Task statement: List each line of the data that holds the string "component", please.
---
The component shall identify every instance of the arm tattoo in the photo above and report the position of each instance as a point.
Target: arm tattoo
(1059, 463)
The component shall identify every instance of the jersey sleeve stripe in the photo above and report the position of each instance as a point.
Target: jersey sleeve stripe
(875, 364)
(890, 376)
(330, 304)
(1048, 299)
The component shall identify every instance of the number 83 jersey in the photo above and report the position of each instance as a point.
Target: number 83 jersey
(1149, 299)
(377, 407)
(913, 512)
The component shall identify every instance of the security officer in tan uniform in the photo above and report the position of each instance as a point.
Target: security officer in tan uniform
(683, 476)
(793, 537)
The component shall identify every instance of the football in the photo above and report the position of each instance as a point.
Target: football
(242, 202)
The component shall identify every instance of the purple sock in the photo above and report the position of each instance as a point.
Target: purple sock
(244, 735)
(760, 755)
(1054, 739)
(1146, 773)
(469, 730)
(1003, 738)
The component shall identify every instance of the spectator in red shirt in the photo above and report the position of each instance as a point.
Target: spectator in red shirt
---
Written response:
The component shall identify every instance of the arm tattoo in the photo above and report the position of each instance as a point.
The component shall identify every instance of the jersey sleeve stripe in the photo above and report the position of each instance as a point.
The component shall identify every instance of the number 83 jersey in the photo above and report the position of each instance as a point.
The component shall identify every instance of the security officer in tan uniform in the photo above and report the position of each instance as a point.
The component shall identify every instance of the football in the photo above and report the position of each instance as a point.
The component shall identify every instance of the purple sock in the photo above and report the position of each instance as a point.
The component shall identify every instance of the spectator in red shirt in the photo above and report the position of each instance as a point.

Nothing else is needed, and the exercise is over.